▸ What to work on: Gather each line of the records below that contains the word "roof". Case counts.

>> start Exercise material

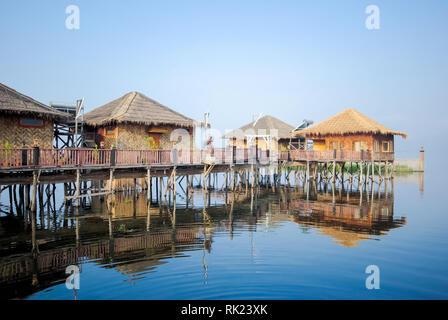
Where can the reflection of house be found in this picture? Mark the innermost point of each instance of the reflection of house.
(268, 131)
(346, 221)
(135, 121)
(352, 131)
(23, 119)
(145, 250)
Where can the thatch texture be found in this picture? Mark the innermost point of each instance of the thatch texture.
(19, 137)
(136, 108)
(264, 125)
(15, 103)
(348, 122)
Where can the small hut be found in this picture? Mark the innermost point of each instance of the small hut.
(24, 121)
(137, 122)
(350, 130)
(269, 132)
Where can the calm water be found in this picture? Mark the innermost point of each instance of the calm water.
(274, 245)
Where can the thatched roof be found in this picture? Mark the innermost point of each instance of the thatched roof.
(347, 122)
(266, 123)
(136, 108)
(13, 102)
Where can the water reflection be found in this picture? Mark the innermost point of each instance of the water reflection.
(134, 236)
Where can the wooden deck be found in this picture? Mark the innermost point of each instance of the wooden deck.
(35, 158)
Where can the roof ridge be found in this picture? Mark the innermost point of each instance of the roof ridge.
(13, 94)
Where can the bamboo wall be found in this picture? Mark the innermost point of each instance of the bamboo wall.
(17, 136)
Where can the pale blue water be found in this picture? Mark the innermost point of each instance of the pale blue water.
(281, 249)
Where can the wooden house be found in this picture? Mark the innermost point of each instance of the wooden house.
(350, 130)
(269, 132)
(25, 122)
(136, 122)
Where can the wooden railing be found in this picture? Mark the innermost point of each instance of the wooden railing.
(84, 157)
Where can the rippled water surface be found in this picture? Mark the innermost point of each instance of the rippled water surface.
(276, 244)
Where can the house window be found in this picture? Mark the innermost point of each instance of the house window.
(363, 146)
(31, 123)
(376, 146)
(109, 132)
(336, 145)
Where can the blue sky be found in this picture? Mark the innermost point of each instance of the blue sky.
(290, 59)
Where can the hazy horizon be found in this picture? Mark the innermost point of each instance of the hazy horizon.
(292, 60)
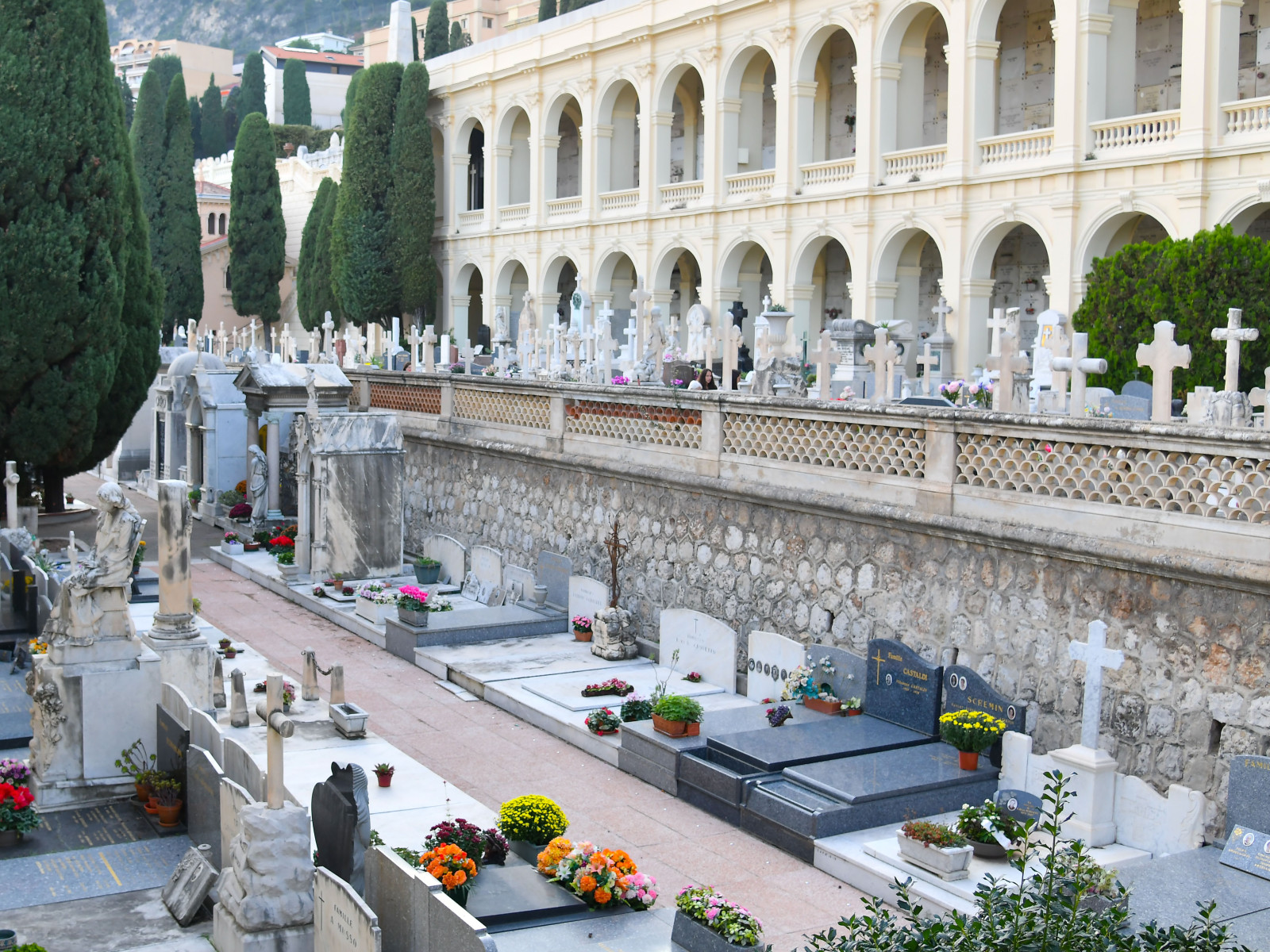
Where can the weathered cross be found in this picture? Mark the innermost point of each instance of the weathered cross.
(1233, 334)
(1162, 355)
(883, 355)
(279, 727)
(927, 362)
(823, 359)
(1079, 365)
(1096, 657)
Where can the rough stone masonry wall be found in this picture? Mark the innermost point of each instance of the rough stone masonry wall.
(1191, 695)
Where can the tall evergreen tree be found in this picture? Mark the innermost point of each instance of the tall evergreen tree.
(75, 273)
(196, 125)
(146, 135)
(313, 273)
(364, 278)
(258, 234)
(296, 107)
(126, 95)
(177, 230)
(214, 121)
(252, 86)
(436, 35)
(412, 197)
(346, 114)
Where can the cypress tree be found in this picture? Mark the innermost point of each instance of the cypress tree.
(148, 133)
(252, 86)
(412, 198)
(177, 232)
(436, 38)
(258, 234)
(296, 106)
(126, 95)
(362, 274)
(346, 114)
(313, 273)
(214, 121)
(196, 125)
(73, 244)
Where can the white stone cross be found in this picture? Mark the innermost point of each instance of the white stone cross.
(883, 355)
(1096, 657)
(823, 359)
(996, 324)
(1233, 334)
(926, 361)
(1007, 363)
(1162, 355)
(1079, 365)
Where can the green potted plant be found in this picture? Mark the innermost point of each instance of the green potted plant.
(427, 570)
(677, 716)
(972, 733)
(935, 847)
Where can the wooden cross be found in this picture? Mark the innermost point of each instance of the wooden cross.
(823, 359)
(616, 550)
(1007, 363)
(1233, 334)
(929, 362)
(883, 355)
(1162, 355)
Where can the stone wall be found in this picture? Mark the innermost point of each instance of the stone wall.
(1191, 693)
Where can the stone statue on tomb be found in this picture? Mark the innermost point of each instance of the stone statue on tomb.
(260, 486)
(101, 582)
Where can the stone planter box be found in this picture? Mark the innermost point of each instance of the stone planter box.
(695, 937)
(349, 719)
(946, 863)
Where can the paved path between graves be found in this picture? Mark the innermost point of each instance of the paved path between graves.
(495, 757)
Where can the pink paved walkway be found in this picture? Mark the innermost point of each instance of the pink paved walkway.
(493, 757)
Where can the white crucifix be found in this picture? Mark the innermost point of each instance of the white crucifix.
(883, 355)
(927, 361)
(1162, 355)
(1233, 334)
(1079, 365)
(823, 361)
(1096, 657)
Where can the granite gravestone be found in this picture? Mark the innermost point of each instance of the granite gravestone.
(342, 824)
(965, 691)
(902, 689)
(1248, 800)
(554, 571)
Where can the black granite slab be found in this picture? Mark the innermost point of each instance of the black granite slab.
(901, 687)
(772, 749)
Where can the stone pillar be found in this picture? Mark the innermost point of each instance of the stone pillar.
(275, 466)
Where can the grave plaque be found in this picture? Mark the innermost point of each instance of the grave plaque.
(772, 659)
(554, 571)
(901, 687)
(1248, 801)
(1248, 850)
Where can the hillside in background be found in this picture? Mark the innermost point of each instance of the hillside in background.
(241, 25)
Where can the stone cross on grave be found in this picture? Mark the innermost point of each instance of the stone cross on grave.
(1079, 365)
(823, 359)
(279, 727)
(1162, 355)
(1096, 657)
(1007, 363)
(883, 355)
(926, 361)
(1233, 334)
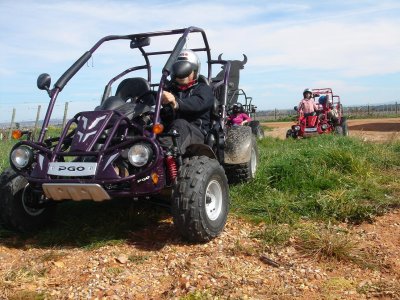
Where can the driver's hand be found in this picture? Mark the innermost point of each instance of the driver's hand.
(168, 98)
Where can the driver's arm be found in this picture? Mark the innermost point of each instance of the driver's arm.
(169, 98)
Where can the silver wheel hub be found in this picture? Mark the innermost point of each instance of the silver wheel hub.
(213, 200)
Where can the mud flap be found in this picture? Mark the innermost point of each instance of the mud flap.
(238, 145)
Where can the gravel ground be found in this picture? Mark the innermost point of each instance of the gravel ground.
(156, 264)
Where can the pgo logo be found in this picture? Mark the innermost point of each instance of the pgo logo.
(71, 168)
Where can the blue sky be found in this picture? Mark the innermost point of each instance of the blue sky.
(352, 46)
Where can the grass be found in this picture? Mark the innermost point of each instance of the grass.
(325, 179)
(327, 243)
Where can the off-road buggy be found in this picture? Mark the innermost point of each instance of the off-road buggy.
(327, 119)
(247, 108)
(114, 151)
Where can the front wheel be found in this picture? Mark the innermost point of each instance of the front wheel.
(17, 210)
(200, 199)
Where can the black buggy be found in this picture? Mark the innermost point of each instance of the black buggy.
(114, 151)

>> end Exercise material
>> start Exercise material

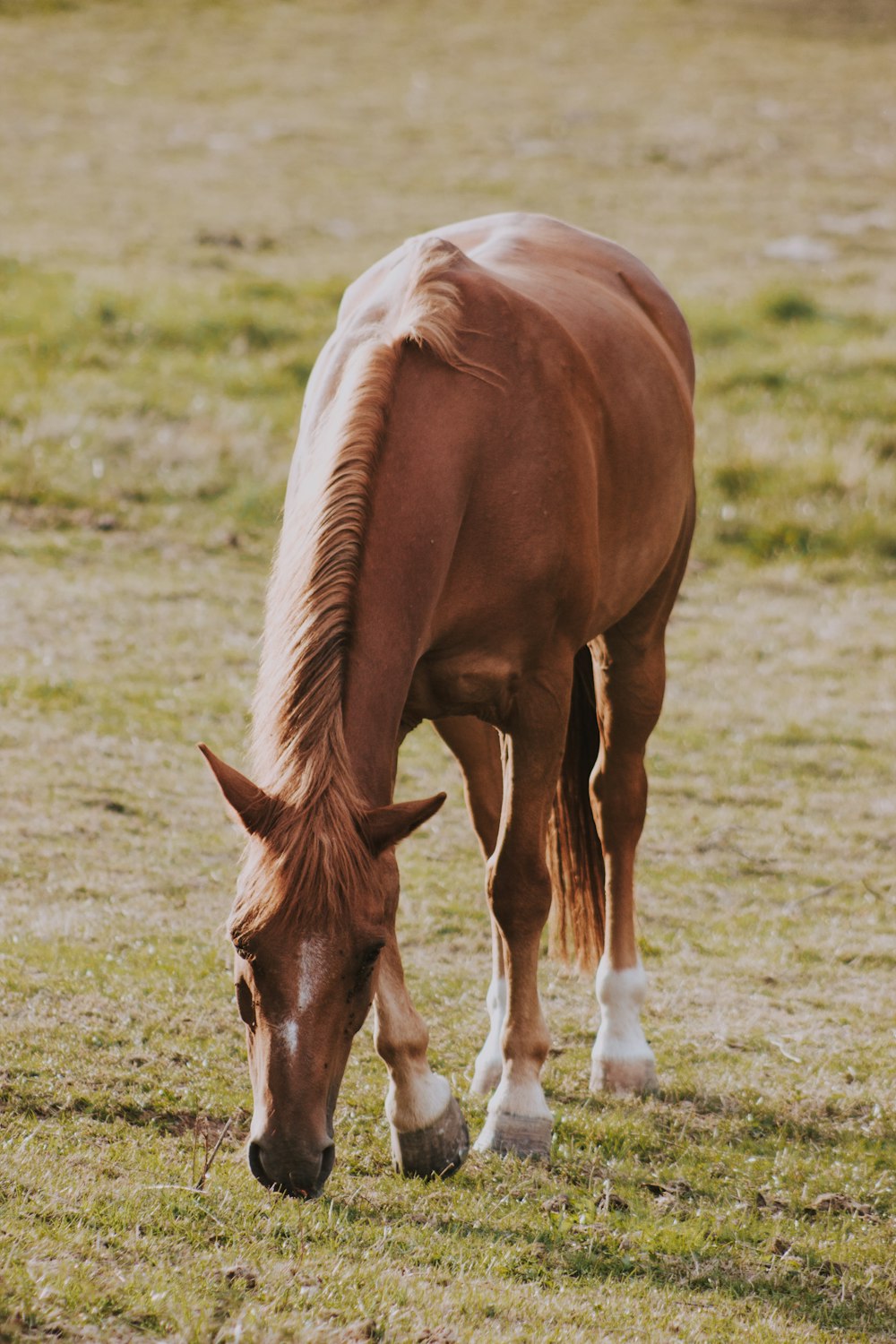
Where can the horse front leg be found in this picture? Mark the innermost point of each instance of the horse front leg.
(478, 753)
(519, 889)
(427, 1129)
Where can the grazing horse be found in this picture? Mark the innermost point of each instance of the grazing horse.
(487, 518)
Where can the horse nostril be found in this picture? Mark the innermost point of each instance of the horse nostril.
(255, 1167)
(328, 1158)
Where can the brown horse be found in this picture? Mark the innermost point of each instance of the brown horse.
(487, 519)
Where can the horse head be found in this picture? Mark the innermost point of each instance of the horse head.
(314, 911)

>> end Exercise material
>> start Exercise material

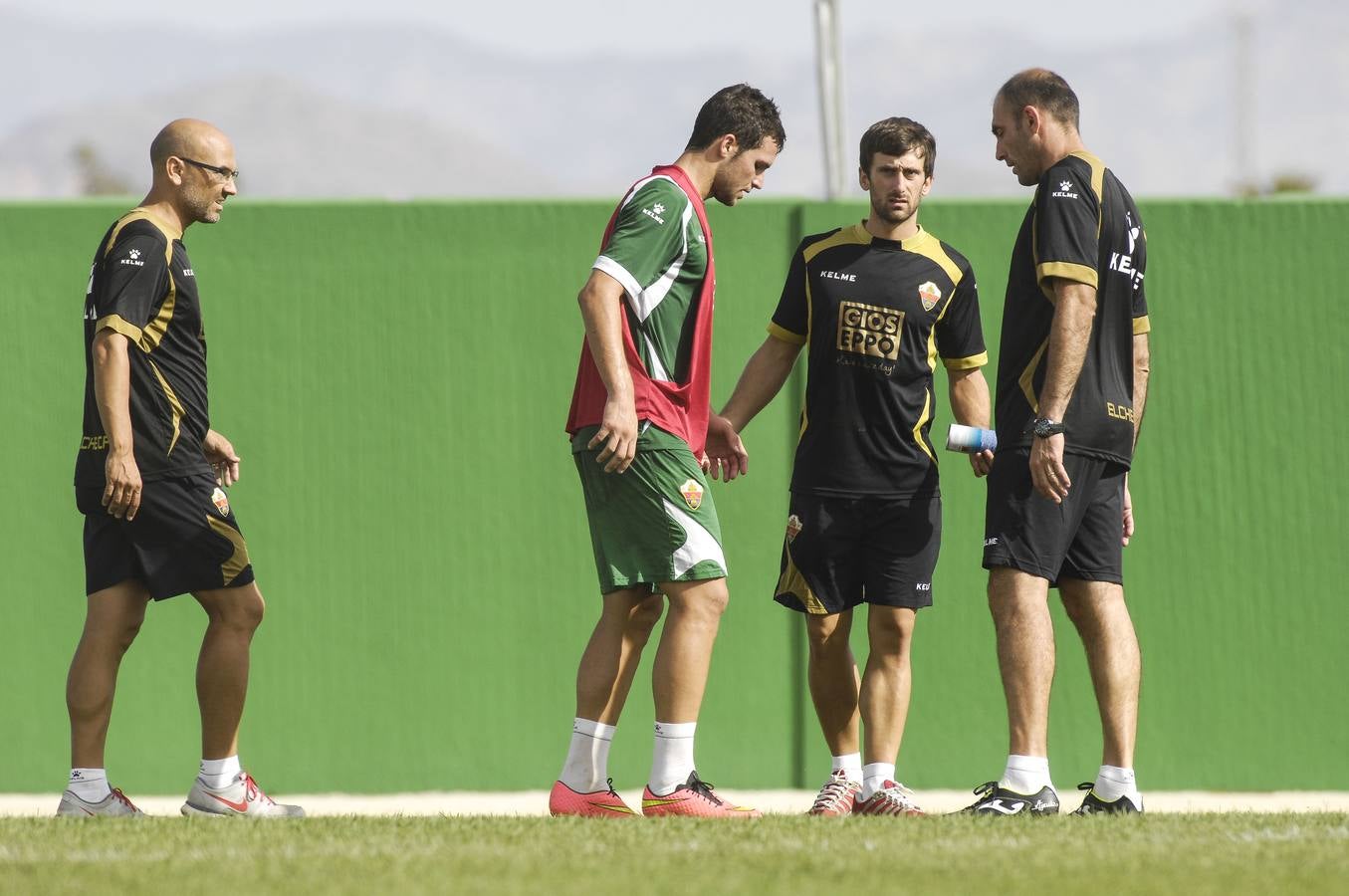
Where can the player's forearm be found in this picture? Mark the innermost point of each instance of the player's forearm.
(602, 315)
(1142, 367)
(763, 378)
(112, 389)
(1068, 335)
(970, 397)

>> end Exercise material

▸ Completed exercise:
Where can the thatched roof be found in this picture? Mark the innermost point of each instance of the thatched roof.
Where can the roof ridge be found in this picture? Mark the innermost point of each instance of the roof ridge.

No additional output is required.